Reproduce, word for word, the full passage about the ska musical The Big Life that appears below.

EXCERPT TO READ:
=== Begin Enclosure ===

Aboard the good ship Windrush, this ska musical - which has wowed audiences at the Theatre Royal, Stratford East, where it was developed - now sails jubilantly into Shaftesbury Avenue and into the history books. This is the first time that the West End has opened its portals to a musical about the lives of black Britons. One of the exhilarating things about The Big Life is that it is joyous while depicting - without either mitigation or rancour - the experience of first-generation Caribbean immigrants.

With greater flair than Kenneth Branagh's attempt to turn Love's Labour's Lost into a throwback white-tie-and-tails movie musical, Paul Sirett's witty book and lyrics and Paul Joseph's infectiously upbeat score - which embraces jazz, soul, calypso and blues - pluck situations from Shakespeare's comedy and transplant them into the initially incongruous setting of 1950s London. Four newly-arrived male friends make a pledge to give up wine and women for three years while they work to better themselves. But, aided by a sprite-like trickster who combines aspects of Puck, Autolycus and Eros, and who is winningly played by the show's elfin and mischievous choreographer, Jason Pennycooke, four sassy and sexy dames in their boarding house have other plans for the guys.

The show registers the privations that these immigrants suffer - the unemployment, the institutional racism, the social humiliations, the realisation that the posthumous medal of a brother who died fighting in the Second World War cuts no ice in this society - but refuses to be browbeaten or soured by them. It helps that the women seem to be as horny as hell. Taken into hospital with a sprained ankle after being thrown off a bus, Dennis (in a lovely performance from Marcus Powell) has his promise of purity put under strain too by a nurse who is soon shaking out her hair and romping round the ward like a gooey gazelle.

By the statue of Eros in Piccadilly, there's a splendid equivalent of the scene in Shakespeare's play where the men discover that each of them has broken the pact.

=== End Enclosure ===

LISTED ENTRIES:

=== Begin Enclosure ===

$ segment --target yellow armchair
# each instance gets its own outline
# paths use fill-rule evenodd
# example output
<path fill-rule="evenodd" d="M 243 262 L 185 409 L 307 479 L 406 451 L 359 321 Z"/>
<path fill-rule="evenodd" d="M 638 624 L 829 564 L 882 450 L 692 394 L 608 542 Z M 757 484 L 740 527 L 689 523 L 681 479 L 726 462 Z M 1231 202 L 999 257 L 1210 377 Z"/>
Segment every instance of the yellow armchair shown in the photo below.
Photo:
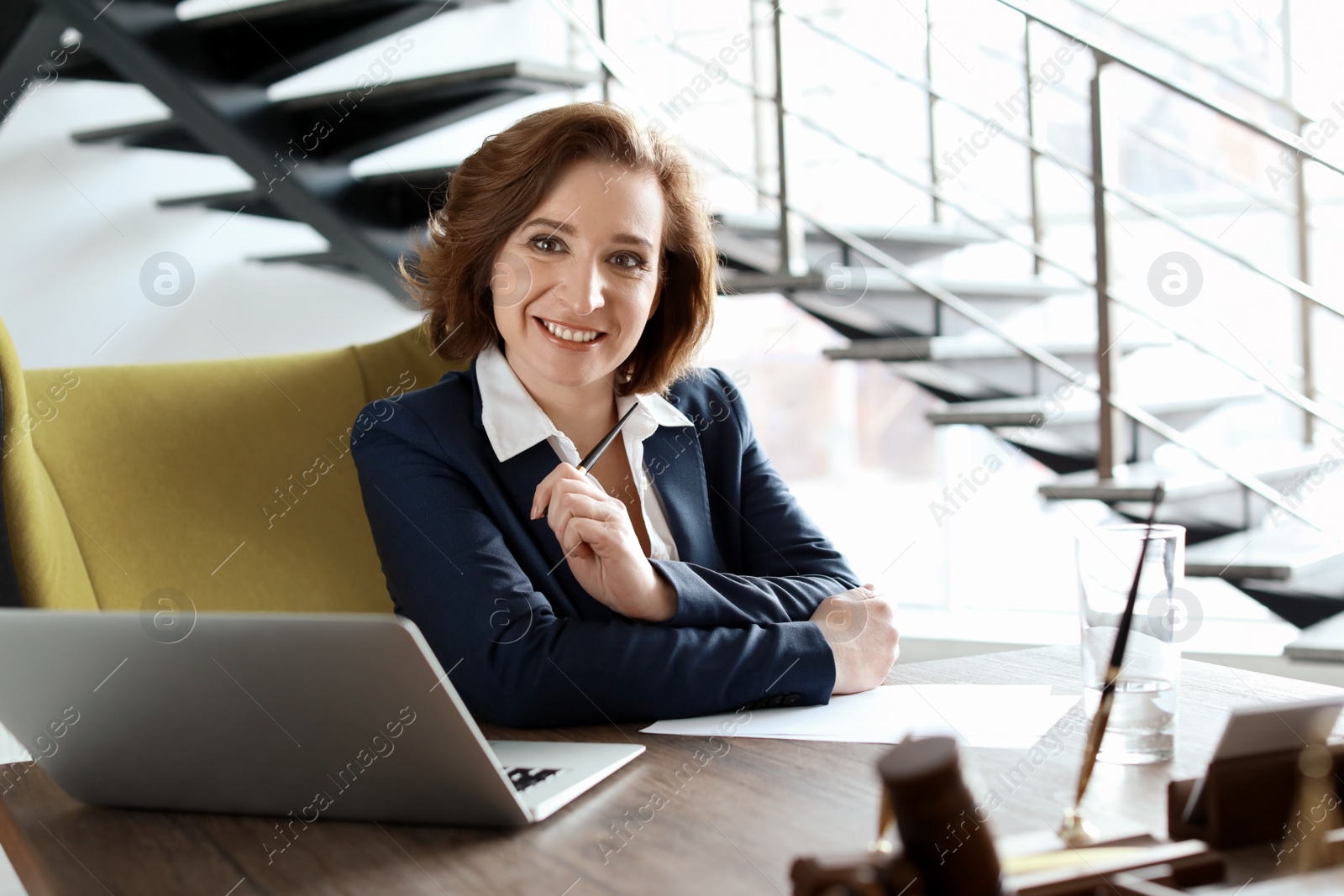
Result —
<path fill-rule="evenodd" d="M 368 402 L 449 369 L 415 328 L 327 352 L 23 371 L 0 322 L 0 603 L 16 586 L 28 607 L 138 610 L 175 588 L 203 611 L 391 611 L 351 430 Z"/>

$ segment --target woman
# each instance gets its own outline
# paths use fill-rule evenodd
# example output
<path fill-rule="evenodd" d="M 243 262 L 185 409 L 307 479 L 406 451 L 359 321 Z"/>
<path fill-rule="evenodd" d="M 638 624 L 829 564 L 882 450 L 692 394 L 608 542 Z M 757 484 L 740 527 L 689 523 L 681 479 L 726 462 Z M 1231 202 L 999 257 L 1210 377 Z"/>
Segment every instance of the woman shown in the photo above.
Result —
<path fill-rule="evenodd" d="M 430 345 L 470 369 L 351 447 L 396 611 L 468 708 L 587 724 L 880 684 L 891 607 L 794 502 L 730 377 L 691 369 L 716 257 L 681 152 L 610 103 L 540 111 L 462 163 L 431 224 L 409 282 Z"/>

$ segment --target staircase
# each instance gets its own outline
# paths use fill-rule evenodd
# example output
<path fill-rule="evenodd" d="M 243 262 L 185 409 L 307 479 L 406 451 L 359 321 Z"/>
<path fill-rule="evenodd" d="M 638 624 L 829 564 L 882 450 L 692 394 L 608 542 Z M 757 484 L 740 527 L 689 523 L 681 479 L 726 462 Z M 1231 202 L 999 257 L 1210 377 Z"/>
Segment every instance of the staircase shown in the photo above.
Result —
<path fill-rule="evenodd" d="M 984 120 L 982 107 L 935 85 L 931 71 L 911 74 L 809 19 L 777 11 L 777 28 L 780 20 L 792 17 L 790 27 L 812 30 L 927 101 L 929 168 L 915 173 L 895 167 L 763 94 L 759 85 L 735 83 L 751 90 L 758 102 L 770 103 L 781 122 L 792 120 L 925 193 L 934 220 L 880 230 L 839 228 L 786 201 L 782 204 L 789 214 L 784 220 L 774 212 L 716 214 L 722 292 L 788 297 L 849 340 L 847 347 L 827 352 L 836 363 L 890 364 L 941 400 L 942 407 L 929 414 L 935 426 L 986 427 L 1016 443 L 1058 474 L 1040 489 L 1047 501 L 1101 501 L 1118 514 L 1140 519 L 1153 484 L 1164 480 L 1168 498 L 1163 520 L 1189 529 L 1191 575 L 1234 582 L 1298 625 L 1344 610 L 1344 544 L 1320 531 L 1318 521 L 1304 519 L 1292 500 L 1302 477 L 1321 463 L 1322 442 L 1312 443 L 1312 434 L 1322 433 L 1322 424 L 1331 427 L 1325 431 L 1341 429 L 1341 418 L 1313 395 L 1309 355 L 1304 382 L 1289 386 L 1245 359 L 1228 359 L 1211 349 L 1145 310 L 1133 296 L 1118 294 L 1117 271 L 1110 270 L 1117 259 L 1110 258 L 1106 239 L 1107 227 L 1117 223 L 1107 220 L 1114 216 L 1111 207 L 1148 214 L 1185 236 L 1191 236 L 1191 227 L 1107 175 L 1095 138 L 1103 126 L 1114 126 L 1106 118 L 1102 75 L 1117 69 L 1137 73 L 1160 90 L 1212 110 L 1228 126 L 1249 128 L 1266 140 L 1293 145 L 1294 152 L 1290 140 L 1309 125 L 1308 117 L 1238 73 L 1203 63 L 1140 28 L 1120 23 L 1122 39 L 1093 35 L 1078 23 L 1097 24 L 1107 16 L 1083 0 L 984 4 L 1020 15 L 1027 35 L 1024 79 L 1034 71 L 1034 35 L 1062 35 L 1095 50 L 1093 93 L 1075 97 L 1093 124 L 1093 165 L 1051 150 L 1031 128 L 1027 133 L 1005 130 L 999 140 L 1023 148 L 1031 207 L 1012 210 L 1021 226 L 1015 226 L 1012 216 L 995 219 L 982 206 L 972 207 L 973 197 L 964 184 L 957 184 L 960 192 L 949 189 L 934 161 L 934 106 L 941 103 Z M 445 59 L 437 71 L 394 77 L 395 59 L 406 50 L 407 28 L 435 16 L 464 16 L 495 5 L 485 0 L 271 0 L 235 5 L 220 11 L 199 0 L 20 0 L 17 17 L 0 26 L 0 95 L 17 95 L 15 91 L 22 91 L 36 62 L 59 52 L 62 35 L 69 39 L 73 28 L 79 52 L 70 55 L 62 77 L 140 83 L 169 109 L 164 118 L 77 133 L 77 142 L 114 144 L 128 152 L 148 148 L 224 156 L 253 177 L 253 188 L 165 196 L 159 197 L 159 206 L 306 223 L 327 239 L 325 251 L 259 261 L 298 262 L 362 277 L 407 304 L 395 262 L 423 235 L 429 211 L 439 201 L 460 160 L 442 159 L 433 167 L 376 175 L 362 173 L 353 163 L 446 125 L 469 124 L 527 97 L 621 78 L 620 60 L 587 28 L 582 36 L 602 70 L 569 70 L 527 58 L 457 69 Z M 1043 5 L 1051 5 L 1052 12 L 1042 12 Z M 1060 15 L 1060 9 L 1070 15 Z M 1121 16 L 1117 12 L 1110 17 L 1118 21 Z M 930 46 L 937 42 L 931 30 L 926 40 Z M 382 63 L 363 85 L 308 94 L 274 89 L 297 73 L 371 44 L 379 50 L 371 59 Z M 684 50 L 679 52 L 685 55 Z M 1203 81 L 1226 78 L 1253 91 L 1270 109 L 1273 121 L 1259 121 L 1185 81 L 1156 74 L 1130 59 L 1152 54 L 1176 59 Z M 786 69 L 778 42 L 775 66 Z M 9 107 L 5 105 L 0 116 Z M 1031 118 L 1030 110 L 1027 116 Z M 1153 129 L 1136 134 L 1164 152 L 1199 161 L 1169 134 Z M 1302 157 L 1339 172 L 1309 152 Z M 1091 265 L 1089 258 L 1079 265 L 1043 244 L 1048 222 L 1047 212 L 1038 207 L 1036 183 L 1047 167 L 1066 171 L 1102 197 L 1091 210 L 1099 247 L 1094 257 L 1102 263 Z M 777 175 L 773 191 L 755 184 L 763 207 L 780 207 L 780 197 L 789 195 L 788 165 L 777 165 Z M 1309 232 L 1304 177 L 1297 179 L 1296 201 L 1288 201 L 1266 199 L 1263 191 L 1257 195 L 1232 175 L 1216 176 L 1239 184 L 1253 201 L 1296 216 L 1298 232 Z M 1308 309 L 1308 333 L 1313 313 L 1339 313 L 1305 282 L 1305 249 L 1298 269 L 1282 273 L 1218 240 L 1195 236 L 1211 253 L 1239 263 L 1247 282 L 1267 275 L 1292 289 L 1284 313 L 1292 308 L 1289 298 L 1300 301 Z M 942 274 L 945 262 L 996 246 L 1024 253 L 1035 273 L 996 279 Z M 1086 328 L 1020 325 L 1047 305 L 1090 310 L 1091 322 Z M 1140 325 L 1132 332 L 1130 326 L 1120 326 L 1122 320 Z M 1172 371 L 1185 375 L 1172 376 Z M 1284 439 L 1263 439 L 1211 454 L 1187 435 L 1223 408 L 1277 400 L 1301 411 L 1306 439 L 1288 445 Z"/>

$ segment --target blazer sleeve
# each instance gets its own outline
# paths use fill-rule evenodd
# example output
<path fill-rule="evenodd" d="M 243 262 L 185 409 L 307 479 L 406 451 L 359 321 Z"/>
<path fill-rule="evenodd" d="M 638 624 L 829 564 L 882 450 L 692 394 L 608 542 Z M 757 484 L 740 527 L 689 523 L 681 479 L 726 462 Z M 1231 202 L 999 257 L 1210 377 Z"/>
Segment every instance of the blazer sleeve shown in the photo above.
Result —
<path fill-rule="evenodd" d="M 714 442 L 702 439 L 710 506 L 716 533 L 737 545 L 732 572 L 695 563 L 652 560 L 677 592 L 677 609 L 663 625 L 741 626 L 800 622 L 832 594 L 860 584 L 844 556 L 798 505 L 755 438 L 742 394 L 719 369 L 707 371 L 723 404 L 710 410 L 706 433 L 728 426 Z M 699 430 L 699 427 L 698 427 Z"/>
<path fill-rule="evenodd" d="M 481 492 L 405 404 L 351 447 L 396 610 L 425 634 L 473 715 L 544 727 L 707 715 L 762 699 L 829 701 L 835 660 L 810 622 L 558 617 Z"/>

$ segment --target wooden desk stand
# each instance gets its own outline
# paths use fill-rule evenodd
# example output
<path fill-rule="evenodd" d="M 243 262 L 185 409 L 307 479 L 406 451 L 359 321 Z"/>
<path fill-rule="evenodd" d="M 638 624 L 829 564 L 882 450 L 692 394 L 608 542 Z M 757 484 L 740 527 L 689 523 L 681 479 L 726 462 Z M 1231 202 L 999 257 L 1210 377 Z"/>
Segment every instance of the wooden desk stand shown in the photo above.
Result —
<path fill-rule="evenodd" d="M 1344 780 L 1344 744 L 1331 746 L 1335 780 Z M 1219 759 L 1208 764 L 1204 793 L 1189 819 L 1185 805 L 1199 779 L 1167 786 L 1167 829 L 1172 840 L 1203 840 L 1215 849 L 1271 844 L 1285 836 L 1300 782 L 1298 750 Z"/>

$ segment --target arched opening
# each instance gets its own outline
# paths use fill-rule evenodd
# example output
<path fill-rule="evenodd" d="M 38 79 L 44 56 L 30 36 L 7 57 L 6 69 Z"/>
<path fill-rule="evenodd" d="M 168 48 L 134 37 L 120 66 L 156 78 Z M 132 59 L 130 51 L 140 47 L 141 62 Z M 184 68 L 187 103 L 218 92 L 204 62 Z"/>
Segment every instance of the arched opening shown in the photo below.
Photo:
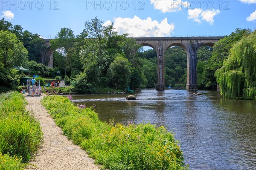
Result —
<path fill-rule="evenodd" d="M 66 50 L 61 47 L 54 50 L 53 52 L 53 66 L 55 70 L 61 72 L 62 75 L 65 74 Z"/>
<path fill-rule="evenodd" d="M 138 49 L 138 60 L 141 71 L 141 88 L 155 88 L 157 80 L 157 55 L 150 44 L 141 44 Z"/>
<path fill-rule="evenodd" d="M 48 47 L 44 52 L 41 62 L 48 66 L 53 68 L 53 53 L 54 50 Z"/>
<path fill-rule="evenodd" d="M 186 84 L 187 52 L 181 43 L 169 46 L 164 54 L 165 82 L 167 88 L 184 89 Z"/>
<path fill-rule="evenodd" d="M 209 66 L 207 64 L 212 57 L 213 48 L 213 43 L 204 44 L 198 49 L 197 54 L 197 82 L 198 89 L 212 89 L 209 86 L 208 75 L 204 71 Z"/>

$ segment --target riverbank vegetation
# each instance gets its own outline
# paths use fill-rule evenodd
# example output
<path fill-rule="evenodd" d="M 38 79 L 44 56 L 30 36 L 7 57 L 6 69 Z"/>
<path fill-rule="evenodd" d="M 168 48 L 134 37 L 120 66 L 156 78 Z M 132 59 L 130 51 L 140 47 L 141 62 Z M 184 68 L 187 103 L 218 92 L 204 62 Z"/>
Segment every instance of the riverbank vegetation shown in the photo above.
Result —
<path fill-rule="evenodd" d="M 1 170 L 23 169 L 42 140 L 40 124 L 26 110 L 24 96 L 17 92 L 0 95 Z"/>
<path fill-rule="evenodd" d="M 233 98 L 256 99 L 256 31 L 233 46 L 215 75 L 221 95 Z"/>
<path fill-rule="evenodd" d="M 182 152 L 173 135 L 148 124 L 125 125 L 100 121 L 90 108 L 79 109 L 61 96 L 42 104 L 64 135 L 109 170 L 182 170 Z"/>
<path fill-rule="evenodd" d="M 118 35 L 113 23 L 108 26 L 103 23 L 97 17 L 86 21 L 84 29 L 76 36 L 71 29 L 61 28 L 55 38 L 50 41 L 51 49 L 54 51 L 52 69 L 44 65 L 47 63 L 38 63 L 41 61 L 38 51 L 47 48 L 39 35 L 23 31 L 20 26 L 13 26 L 1 19 L 1 43 L 14 44 L 2 46 L 9 47 L 7 53 L 3 52 L 5 49 L 0 50 L 0 91 L 12 89 L 13 84 L 18 84 L 20 76 L 27 75 L 27 72 L 13 69 L 14 66 L 21 65 L 29 69 L 32 75 L 41 77 L 52 76 L 59 71 L 65 84 L 71 86 L 70 89 L 79 94 L 99 93 L 106 88 L 123 90 L 128 86 L 133 90 L 155 87 L 157 55 L 155 50 L 145 51 L 142 46 L 136 43 L 135 40 L 128 38 L 127 34 Z M 198 89 L 216 89 L 215 72 L 230 55 L 232 47 L 251 33 L 249 29 L 237 29 L 216 42 L 213 47 L 204 46 L 198 49 Z M 10 43 L 6 39 L 15 41 Z M 15 52 L 15 55 L 19 59 L 12 60 L 10 56 L 15 52 Z M 183 84 L 185 88 L 187 72 L 185 51 L 179 46 L 170 47 L 165 53 L 164 60 L 166 86 L 175 87 L 176 84 Z M 84 84 L 83 87 L 80 84 Z M 254 91 L 255 85 L 253 83 L 248 88 L 253 90 L 246 92 L 253 95 L 254 92 L 251 92 Z M 227 89 L 230 90 L 232 90 Z"/>

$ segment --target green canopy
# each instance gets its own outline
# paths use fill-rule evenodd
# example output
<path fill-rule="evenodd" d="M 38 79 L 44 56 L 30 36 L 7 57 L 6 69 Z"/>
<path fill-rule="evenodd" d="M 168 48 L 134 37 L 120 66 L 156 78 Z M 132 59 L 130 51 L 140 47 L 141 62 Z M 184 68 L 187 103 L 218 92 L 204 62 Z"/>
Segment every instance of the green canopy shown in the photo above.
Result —
<path fill-rule="evenodd" d="M 26 69 L 25 68 L 23 67 L 22 66 L 15 66 L 13 67 L 13 68 L 14 68 L 15 69 L 16 69 L 19 70 L 19 71 L 23 71 L 24 72 L 28 72 L 29 71 L 29 69 Z"/>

=== End Enclosure ===

RESPONSE AREA:
Aboard the good ship Windrush, this ska musical - which has wowed audiences at the Theatre Royal, Stratford East, where it was developed - now sails jubilantly into Shaftesbury Avenue and into the history books. This is the first time that the West End has opened its portals to a musical about the lives of black Britons. One of the exhilarating things about The Big Life is that it is joyous while depicting - without either mitigation or rancour - the experience of first-generation Caribbean immigrants.

With greater flair than Kenneth Branagh's attempt to turn Love's Labour's Lost into a throwback white-tie-and-tails movie musical, Paul Sirett's witty book and lyrics and Paul Joseph's infectiously upbeat score - which embraces jazz, soul, calypso and blues - pluck situations from Shakespeare's comedy and transplant them into the initially incongruous setting of 1950s London. Four newly-arrived male friends make a pledge to give up wine and women for three years while they work to better themselves. But, aided by a sprite-like trickster who combines aspects of Puck, Autolycus and Eros, and who is winningly played by the show's elfin and mischievous choreographer, Jason Pennycooke, four sassy and sexy dames in their boarding house have other plans for the guys.

The show registers the privations that these immigrants suffer - the unemployment, the institutional racism, the social humiliations, the realisation that the posthumous medal of a brother who died fighting in the Second World War cuts no ice in this society - but refuses to be browbeaten or soured by them. It helps that the women seem to be as horny as hell. Taken into hospital with a sprained ankle after being thrown off a bus, Dennis (in a lovely performance from Marcus Powell) has his promise of purity put under strain too by a nurse who is soon shaking out her hair and romping round the ward like a gooey gazelle.

By the statue of Eros in Piccadilly, there's a splendid equivalent of the scene in Shakespeare's play where the men discover that each of them has broken the pact.